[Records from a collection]
+++++
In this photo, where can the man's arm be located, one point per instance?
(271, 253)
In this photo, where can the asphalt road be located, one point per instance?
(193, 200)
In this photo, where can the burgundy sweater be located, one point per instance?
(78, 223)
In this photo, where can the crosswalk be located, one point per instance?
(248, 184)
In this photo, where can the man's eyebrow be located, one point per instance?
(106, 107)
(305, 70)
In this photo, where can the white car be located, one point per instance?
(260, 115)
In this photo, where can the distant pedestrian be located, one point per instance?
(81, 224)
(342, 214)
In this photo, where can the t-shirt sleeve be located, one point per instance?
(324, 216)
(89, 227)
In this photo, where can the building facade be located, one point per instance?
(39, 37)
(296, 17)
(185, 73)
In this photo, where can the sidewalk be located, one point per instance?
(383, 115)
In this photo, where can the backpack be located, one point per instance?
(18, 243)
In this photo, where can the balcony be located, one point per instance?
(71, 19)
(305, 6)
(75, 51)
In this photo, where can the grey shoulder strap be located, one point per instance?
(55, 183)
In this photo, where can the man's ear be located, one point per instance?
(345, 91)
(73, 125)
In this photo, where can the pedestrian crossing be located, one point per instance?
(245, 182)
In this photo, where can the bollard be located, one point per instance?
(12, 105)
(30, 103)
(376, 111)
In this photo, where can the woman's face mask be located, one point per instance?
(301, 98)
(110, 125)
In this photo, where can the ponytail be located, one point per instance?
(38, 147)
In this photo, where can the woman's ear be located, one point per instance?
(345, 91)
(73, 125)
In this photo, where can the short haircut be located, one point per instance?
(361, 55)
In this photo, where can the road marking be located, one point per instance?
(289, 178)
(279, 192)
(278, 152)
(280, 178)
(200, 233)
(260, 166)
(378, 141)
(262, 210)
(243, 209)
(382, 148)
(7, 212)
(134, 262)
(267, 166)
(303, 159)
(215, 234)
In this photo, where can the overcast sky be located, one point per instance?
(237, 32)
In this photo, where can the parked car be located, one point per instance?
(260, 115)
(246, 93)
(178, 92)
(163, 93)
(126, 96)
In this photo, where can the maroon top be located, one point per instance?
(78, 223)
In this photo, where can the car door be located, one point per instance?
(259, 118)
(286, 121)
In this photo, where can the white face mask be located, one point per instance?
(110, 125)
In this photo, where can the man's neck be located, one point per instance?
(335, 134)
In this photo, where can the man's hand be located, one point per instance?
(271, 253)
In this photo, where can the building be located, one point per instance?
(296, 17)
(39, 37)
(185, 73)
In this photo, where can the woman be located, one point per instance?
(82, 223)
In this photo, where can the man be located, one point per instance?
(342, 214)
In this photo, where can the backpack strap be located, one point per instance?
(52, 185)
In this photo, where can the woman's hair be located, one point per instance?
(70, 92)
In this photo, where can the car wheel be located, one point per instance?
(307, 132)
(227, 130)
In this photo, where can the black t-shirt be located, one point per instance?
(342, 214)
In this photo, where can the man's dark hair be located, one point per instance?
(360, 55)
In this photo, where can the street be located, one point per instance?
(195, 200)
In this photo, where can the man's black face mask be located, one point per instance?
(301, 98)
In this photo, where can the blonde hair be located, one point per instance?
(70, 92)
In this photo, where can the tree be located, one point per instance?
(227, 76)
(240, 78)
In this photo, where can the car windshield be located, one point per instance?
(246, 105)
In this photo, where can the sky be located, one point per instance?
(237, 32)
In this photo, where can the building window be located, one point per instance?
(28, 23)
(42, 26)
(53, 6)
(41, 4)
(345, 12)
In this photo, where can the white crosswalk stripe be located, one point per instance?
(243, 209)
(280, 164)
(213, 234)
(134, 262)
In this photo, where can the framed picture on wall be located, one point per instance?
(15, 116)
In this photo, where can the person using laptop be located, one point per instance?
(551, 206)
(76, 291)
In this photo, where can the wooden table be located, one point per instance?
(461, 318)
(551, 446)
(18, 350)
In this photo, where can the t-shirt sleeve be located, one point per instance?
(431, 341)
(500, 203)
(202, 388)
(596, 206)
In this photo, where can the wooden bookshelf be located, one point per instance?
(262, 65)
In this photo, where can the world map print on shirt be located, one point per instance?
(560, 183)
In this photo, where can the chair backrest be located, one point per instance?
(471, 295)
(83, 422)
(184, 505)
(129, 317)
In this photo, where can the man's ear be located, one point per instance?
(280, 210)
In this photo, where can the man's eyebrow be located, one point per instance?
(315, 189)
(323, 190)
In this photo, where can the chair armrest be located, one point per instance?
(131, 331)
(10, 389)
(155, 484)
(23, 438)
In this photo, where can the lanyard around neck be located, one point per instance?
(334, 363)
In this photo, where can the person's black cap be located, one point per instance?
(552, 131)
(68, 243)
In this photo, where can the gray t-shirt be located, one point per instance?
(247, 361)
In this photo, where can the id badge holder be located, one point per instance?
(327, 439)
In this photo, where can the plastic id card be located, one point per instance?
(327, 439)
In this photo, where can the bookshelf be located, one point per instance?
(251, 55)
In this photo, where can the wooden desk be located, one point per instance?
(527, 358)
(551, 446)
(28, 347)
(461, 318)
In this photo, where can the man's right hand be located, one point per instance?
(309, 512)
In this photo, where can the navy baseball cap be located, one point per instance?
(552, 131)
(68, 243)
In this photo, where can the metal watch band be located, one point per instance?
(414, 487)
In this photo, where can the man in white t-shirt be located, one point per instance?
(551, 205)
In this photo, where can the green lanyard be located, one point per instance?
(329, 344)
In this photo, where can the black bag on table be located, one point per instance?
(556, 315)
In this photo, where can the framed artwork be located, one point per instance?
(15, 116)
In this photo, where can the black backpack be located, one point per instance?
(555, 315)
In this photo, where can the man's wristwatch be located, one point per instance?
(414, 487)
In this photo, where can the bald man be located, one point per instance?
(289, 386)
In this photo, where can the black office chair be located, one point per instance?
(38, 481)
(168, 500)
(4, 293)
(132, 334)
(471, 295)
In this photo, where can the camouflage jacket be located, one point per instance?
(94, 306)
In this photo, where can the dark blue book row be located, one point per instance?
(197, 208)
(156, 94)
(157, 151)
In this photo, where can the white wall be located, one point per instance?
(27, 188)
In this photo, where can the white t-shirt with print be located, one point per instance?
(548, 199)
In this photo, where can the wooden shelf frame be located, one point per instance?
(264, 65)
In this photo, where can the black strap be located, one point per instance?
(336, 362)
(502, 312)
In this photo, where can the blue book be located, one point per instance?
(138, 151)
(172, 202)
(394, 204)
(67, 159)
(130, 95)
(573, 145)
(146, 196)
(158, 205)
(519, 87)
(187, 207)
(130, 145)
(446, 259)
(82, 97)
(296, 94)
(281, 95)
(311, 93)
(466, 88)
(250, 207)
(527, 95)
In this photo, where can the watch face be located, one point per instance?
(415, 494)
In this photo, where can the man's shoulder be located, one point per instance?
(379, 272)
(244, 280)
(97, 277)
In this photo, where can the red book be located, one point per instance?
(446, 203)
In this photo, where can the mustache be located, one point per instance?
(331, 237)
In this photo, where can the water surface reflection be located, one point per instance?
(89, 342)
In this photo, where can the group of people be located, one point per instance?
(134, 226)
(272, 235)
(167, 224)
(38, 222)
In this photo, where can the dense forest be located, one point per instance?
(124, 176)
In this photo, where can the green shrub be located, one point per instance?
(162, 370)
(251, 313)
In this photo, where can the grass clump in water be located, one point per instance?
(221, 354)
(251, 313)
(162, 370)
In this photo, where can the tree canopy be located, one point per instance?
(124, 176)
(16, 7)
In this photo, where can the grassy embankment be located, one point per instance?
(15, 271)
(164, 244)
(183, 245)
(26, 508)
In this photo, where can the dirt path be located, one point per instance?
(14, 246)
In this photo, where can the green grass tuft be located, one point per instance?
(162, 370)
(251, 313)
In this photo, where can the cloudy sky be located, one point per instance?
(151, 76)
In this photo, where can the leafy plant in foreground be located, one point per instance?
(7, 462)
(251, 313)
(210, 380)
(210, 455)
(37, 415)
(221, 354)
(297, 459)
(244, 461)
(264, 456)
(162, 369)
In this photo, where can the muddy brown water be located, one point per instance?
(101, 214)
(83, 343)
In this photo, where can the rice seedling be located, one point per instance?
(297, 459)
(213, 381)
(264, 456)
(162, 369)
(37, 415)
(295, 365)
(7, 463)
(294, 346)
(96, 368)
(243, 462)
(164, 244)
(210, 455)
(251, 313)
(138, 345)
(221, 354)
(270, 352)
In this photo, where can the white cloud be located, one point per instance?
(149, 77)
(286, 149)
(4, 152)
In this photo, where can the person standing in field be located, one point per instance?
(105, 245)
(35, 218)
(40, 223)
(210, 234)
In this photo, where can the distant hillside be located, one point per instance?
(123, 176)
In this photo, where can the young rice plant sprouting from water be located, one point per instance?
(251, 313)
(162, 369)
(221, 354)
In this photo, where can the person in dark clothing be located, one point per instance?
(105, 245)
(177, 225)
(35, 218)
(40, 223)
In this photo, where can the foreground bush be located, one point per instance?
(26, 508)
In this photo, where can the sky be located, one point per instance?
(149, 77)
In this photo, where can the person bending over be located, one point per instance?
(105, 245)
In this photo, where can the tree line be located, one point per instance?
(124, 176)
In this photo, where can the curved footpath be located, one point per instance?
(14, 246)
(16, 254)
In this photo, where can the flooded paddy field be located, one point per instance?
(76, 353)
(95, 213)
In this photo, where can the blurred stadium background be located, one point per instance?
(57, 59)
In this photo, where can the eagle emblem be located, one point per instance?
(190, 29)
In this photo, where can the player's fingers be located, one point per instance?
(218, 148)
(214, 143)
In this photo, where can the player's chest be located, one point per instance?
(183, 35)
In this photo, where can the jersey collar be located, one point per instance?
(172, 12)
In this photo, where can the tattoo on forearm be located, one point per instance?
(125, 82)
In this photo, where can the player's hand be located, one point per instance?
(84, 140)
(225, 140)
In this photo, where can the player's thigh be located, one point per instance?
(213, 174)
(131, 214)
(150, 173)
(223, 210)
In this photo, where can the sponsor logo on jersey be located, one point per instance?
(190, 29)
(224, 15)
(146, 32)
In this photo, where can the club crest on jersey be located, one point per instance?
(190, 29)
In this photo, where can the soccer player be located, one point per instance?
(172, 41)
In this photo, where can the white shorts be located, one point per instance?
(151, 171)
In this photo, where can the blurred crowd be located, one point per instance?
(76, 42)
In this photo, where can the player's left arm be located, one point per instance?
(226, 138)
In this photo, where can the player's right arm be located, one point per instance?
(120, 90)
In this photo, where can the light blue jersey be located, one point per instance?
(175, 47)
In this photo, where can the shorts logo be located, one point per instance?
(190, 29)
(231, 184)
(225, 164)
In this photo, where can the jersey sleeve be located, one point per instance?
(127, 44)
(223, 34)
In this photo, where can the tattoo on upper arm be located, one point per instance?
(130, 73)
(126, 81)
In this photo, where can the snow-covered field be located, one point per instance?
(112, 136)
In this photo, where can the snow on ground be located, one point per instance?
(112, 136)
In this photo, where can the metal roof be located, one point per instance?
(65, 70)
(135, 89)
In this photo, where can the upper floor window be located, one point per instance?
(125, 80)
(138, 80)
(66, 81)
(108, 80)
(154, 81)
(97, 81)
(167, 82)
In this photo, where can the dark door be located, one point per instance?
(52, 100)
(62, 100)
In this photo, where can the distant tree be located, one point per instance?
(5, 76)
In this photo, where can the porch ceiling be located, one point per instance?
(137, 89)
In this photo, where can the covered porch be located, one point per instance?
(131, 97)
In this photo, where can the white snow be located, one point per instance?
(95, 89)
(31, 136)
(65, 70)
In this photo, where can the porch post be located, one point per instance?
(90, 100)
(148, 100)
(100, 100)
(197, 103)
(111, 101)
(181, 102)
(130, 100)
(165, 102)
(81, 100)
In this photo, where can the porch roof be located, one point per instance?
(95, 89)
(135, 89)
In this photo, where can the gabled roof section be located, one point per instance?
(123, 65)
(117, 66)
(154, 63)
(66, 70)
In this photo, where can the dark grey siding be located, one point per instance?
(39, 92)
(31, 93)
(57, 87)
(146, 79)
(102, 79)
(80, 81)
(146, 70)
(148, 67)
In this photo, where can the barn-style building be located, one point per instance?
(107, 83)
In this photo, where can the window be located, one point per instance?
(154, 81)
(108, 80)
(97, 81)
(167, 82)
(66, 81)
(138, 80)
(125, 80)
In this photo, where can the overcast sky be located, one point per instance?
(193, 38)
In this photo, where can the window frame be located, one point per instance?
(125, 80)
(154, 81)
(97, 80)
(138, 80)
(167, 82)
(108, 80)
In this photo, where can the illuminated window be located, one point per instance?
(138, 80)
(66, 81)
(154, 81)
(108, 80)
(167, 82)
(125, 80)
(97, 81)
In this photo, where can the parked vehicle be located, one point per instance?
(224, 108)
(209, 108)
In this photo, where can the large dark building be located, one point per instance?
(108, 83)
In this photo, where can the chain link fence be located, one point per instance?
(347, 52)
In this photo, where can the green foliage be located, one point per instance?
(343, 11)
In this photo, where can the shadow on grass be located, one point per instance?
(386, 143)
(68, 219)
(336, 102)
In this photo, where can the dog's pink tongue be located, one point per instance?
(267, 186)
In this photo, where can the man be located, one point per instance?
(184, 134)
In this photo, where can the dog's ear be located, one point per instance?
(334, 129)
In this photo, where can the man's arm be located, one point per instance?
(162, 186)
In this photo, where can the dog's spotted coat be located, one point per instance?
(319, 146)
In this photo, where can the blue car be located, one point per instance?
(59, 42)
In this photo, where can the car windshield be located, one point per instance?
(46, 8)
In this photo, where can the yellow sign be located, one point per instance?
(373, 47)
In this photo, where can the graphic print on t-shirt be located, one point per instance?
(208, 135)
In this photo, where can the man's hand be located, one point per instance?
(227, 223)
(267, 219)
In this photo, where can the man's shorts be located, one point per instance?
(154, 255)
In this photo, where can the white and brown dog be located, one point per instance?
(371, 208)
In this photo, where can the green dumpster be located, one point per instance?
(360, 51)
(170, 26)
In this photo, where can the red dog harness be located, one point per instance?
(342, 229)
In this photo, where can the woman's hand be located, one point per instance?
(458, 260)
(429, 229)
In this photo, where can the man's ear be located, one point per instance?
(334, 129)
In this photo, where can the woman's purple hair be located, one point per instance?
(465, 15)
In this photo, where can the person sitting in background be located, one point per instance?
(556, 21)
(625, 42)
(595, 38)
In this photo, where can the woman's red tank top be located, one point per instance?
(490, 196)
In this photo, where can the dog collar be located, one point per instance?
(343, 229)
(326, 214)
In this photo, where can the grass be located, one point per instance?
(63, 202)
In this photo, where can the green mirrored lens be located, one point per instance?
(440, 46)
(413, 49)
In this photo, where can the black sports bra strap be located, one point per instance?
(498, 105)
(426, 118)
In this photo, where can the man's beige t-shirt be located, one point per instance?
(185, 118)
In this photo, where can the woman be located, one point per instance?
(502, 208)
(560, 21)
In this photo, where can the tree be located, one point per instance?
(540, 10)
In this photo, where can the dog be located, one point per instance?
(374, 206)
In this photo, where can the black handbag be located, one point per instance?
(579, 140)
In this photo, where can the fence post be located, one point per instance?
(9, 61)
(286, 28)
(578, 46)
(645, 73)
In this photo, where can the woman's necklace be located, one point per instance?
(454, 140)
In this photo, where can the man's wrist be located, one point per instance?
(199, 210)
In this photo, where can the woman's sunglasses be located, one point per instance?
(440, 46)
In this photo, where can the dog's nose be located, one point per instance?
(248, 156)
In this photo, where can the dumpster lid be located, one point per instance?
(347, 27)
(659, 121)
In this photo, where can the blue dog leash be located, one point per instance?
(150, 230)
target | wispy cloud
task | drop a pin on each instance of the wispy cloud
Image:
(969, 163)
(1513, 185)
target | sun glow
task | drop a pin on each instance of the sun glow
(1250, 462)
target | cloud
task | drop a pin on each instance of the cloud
+++++
TO DO: Reproduce the lines of the records above verbatim, starting at the line that contains "In this photo, where can the dog's nose" and ending at the last line of the records, with both ends included.

OUTPUT:
In this photo, where can the dog's nose be located, one point per instance?
(248, 156)
In this photo, where can the dumpster lid be located, one point per instance?
(347, 27)
(659, 121)
In this photo, where can the blue dog leash be located, one point per instance?
(150, 230)
target | wispy cloud
task | drop a pin on each instance of the wispy cloud
Image:
(969, 163)
(1513, 185)
target | sun glow
task | drop a pin on each instance of the sun glow
(1250, 462)
target | cloud
task | drop a pin on each instance of the cloud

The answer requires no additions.